Rows from an object pointing dataset:

***

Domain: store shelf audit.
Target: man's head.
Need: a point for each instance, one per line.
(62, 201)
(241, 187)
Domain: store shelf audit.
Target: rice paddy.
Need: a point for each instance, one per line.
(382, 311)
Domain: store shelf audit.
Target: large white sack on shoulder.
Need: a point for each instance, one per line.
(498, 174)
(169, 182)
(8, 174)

***

Recast all the records above as a two-column CSV with the header request,answer and one row per record. Put each record's text and its answer in their own quoted fields, replacing line breaks with spaces.

- Task solution -
request,answer
"Domain: store shelf audit. Target: man's head. Need: a point for each instance, one per line.","(62, 201) (241, 187)"
"Domain: store shelf audit. Target: rice paddy. Need: a point for each instance, one per line.","(382, 311)"
"Domain: store shelf audit. Target: large white sack on shoulder. Need: a point for each instance, one per line.","(498, 174) (169, 182) (8, 174)"